'''
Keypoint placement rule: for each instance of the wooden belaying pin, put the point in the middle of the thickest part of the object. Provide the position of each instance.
'''
'''
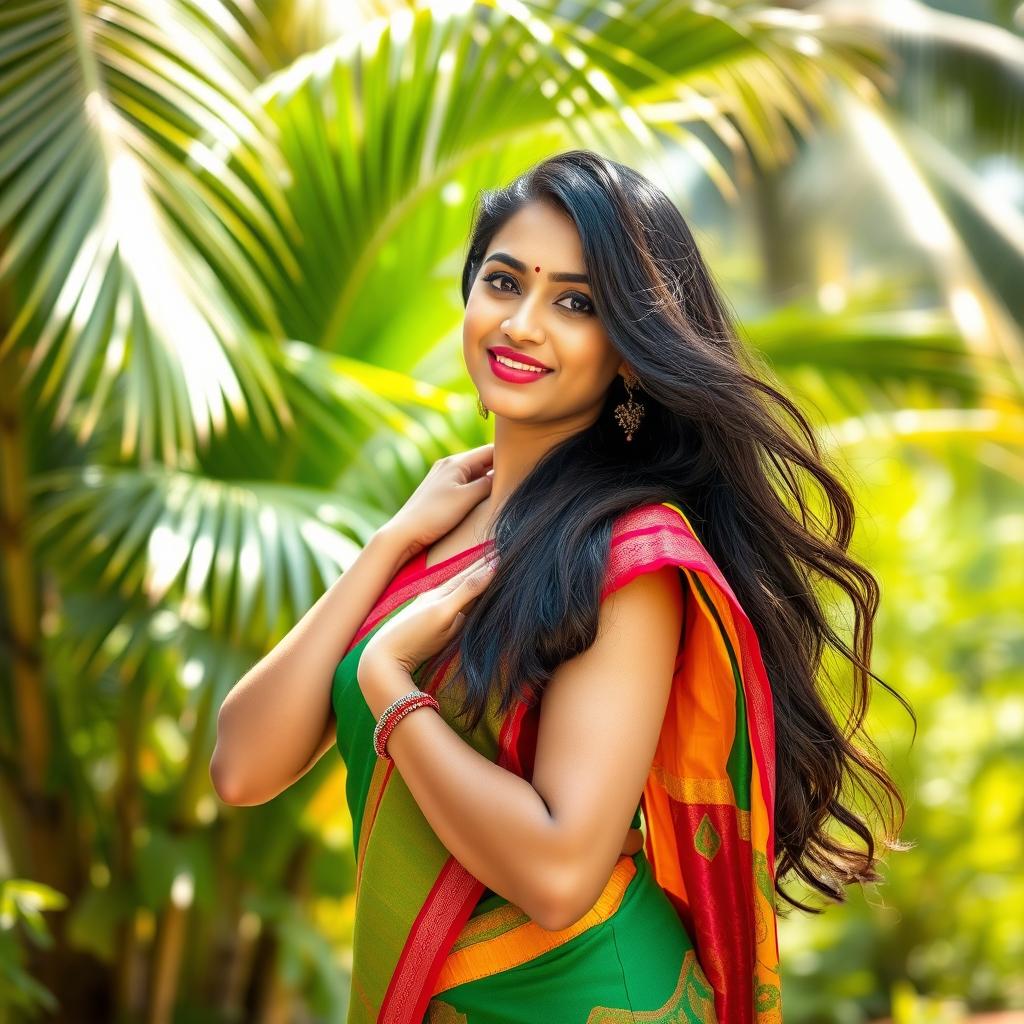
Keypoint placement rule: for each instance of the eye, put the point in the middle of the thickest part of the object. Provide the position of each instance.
'''
'''
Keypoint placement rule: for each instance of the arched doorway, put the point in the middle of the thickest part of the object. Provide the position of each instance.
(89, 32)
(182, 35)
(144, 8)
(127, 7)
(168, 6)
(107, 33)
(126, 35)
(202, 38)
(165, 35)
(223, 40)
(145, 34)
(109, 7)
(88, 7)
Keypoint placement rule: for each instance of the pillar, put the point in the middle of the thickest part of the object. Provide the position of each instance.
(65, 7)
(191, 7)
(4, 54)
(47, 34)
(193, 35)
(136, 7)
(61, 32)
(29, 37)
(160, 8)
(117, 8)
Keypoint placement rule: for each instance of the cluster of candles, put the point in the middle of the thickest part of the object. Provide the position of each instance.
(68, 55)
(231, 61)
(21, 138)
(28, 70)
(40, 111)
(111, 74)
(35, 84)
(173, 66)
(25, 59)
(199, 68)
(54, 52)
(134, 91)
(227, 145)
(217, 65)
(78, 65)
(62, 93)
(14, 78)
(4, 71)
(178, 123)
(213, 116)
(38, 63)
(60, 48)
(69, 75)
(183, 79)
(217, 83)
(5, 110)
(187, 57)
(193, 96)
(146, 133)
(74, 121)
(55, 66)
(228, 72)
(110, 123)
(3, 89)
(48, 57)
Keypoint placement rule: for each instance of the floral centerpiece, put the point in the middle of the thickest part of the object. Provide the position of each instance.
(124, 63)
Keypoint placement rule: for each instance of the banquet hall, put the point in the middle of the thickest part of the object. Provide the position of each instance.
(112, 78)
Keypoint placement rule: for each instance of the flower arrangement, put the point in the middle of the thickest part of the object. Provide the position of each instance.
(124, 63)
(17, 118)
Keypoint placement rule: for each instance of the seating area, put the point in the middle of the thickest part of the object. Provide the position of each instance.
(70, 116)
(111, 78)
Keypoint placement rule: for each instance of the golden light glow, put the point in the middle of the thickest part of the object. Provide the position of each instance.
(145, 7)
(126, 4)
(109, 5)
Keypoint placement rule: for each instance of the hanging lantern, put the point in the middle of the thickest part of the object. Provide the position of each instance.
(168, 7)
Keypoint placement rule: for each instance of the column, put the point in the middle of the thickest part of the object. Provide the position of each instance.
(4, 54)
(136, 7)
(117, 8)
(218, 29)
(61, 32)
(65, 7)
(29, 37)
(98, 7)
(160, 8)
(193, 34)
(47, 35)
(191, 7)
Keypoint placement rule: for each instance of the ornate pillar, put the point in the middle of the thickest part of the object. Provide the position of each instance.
'''
→ PROBLEM TO WORK ON
Can you reproduce the items above word for word, from the line containing "Keypoint placement rule: for each instance of the column, put" through the line containing "Keypoint placement rule: for each instance of the ornate", with both of those lines included?

→ FULL ANSWER
Keypoint placement rule: for each instance of the column, put the point in the middle of the thickest part of the object. Provide the position of each instance.
(4, 54)
(136, 7)
(117, 8)
(218, 29)
(61, 32)
(65, 7)
(29, 37)
(98, 7)
(160, 8)
(193, 34)
(47, 35)
(191, 7)
Keypoint placement rule: for each instance of the ornate pillar, put the point in the middle of the thickest part of the object. Provide the position of each instance.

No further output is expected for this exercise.